### DATA IN THIS EXERCISE
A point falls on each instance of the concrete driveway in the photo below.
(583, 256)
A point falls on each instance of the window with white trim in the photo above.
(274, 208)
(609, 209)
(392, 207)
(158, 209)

### PROBLEM TO WORK ON
Each entry given above is to be duplicated exactly.

### OUTPUT FOR THIS TASK
A point falls on each instance of the concrete driveway in the photo below.
(583, 256)
A point falls on each instance of the window with white trim in the photo above.
(274, 208)
(609, 209)
(392, 207)
(158, 209)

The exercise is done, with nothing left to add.